■ DATA SUPPLIED:
____
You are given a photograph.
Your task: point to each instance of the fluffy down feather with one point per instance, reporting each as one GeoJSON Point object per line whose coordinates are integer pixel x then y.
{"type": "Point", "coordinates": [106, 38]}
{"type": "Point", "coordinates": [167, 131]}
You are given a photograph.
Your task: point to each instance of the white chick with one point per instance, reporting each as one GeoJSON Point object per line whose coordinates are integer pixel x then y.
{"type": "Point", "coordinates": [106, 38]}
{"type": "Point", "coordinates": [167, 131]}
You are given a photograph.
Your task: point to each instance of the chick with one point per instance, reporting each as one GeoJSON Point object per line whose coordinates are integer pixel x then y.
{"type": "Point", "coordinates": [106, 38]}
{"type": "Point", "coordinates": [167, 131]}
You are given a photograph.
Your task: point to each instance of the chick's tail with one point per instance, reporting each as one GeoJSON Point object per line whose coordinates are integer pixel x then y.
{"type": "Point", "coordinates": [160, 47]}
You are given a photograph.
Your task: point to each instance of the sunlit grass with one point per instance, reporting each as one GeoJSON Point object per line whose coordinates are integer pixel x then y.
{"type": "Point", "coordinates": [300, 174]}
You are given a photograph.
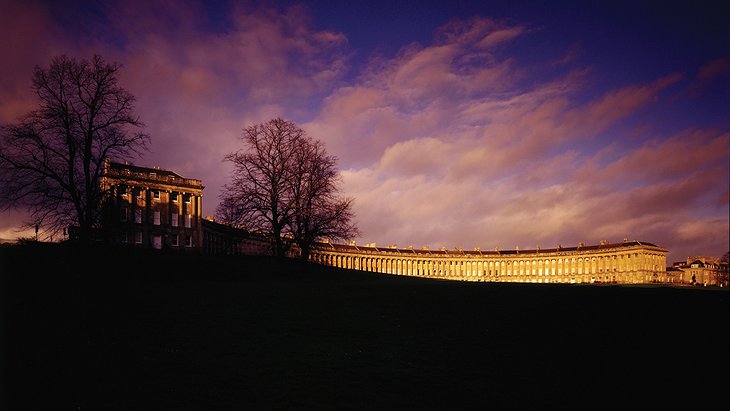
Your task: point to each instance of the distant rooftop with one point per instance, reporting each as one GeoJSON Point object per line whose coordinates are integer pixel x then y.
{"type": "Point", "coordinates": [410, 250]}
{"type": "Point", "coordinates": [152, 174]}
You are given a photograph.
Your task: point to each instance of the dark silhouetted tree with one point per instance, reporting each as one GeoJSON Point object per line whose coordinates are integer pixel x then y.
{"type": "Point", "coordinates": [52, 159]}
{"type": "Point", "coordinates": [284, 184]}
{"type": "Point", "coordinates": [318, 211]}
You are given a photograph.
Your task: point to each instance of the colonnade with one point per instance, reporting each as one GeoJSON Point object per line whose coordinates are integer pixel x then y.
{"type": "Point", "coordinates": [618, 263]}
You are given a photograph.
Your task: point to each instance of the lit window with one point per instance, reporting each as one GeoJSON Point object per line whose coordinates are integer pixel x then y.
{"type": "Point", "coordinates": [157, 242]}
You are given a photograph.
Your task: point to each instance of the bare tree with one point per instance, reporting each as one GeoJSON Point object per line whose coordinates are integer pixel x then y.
____
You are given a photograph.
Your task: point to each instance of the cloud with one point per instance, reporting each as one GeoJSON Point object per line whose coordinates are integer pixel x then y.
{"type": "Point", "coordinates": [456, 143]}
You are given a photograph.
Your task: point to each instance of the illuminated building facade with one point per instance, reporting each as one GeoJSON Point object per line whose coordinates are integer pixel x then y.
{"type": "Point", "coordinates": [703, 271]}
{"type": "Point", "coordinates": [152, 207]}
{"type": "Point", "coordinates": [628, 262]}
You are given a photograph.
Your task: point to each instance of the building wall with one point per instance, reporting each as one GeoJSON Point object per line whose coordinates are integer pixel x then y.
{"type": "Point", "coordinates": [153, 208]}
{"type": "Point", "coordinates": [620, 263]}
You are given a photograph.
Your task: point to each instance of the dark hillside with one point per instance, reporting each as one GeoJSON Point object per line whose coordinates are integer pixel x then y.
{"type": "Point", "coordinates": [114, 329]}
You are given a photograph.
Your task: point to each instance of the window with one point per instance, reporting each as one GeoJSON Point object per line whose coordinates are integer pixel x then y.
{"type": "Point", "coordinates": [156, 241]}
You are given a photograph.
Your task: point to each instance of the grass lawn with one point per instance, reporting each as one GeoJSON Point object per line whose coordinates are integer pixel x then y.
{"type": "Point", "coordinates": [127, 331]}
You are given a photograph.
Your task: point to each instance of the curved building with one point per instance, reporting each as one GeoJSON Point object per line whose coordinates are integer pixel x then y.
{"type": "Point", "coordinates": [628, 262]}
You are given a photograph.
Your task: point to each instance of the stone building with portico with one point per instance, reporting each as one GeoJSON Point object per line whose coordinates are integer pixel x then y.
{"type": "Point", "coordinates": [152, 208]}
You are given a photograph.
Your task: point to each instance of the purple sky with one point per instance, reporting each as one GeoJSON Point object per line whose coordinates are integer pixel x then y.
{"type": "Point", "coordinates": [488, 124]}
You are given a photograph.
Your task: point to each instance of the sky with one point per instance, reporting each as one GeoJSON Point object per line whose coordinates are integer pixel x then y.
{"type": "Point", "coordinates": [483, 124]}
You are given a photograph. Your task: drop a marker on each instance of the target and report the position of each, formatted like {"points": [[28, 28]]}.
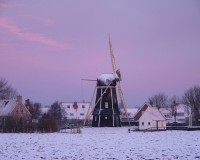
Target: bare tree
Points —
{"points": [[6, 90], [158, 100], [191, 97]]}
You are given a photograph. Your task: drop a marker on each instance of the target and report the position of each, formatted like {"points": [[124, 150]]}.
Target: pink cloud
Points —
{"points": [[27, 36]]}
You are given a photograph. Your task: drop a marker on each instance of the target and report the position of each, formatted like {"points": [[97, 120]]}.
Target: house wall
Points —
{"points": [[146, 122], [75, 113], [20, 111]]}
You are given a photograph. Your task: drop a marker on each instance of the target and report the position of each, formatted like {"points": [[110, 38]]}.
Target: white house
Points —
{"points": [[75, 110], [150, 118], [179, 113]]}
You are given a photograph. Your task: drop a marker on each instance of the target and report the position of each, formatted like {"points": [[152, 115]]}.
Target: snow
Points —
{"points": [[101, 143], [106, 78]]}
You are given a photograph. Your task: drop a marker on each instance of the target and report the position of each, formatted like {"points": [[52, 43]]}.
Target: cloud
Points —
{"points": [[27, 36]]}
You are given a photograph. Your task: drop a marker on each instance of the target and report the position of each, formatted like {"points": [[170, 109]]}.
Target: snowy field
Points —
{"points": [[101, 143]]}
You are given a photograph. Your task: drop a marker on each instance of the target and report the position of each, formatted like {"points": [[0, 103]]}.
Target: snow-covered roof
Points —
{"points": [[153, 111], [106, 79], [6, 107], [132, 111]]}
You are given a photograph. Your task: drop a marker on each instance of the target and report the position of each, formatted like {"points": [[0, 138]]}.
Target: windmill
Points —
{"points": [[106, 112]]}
____
Pull out every line of the entries above that contains the word "dark", and copy each one unchanged.

Your task: point to each instance of the dark silhouetted tree with one point per instance, reporting each as one GeoJSON Point object per line whose coordinates are integer pixel x then y.
Your task: point to each instance of the dark hillside with one point per instance, reporting each as one GeoJSON Point object per line whose coordinates are integer pixel x then y.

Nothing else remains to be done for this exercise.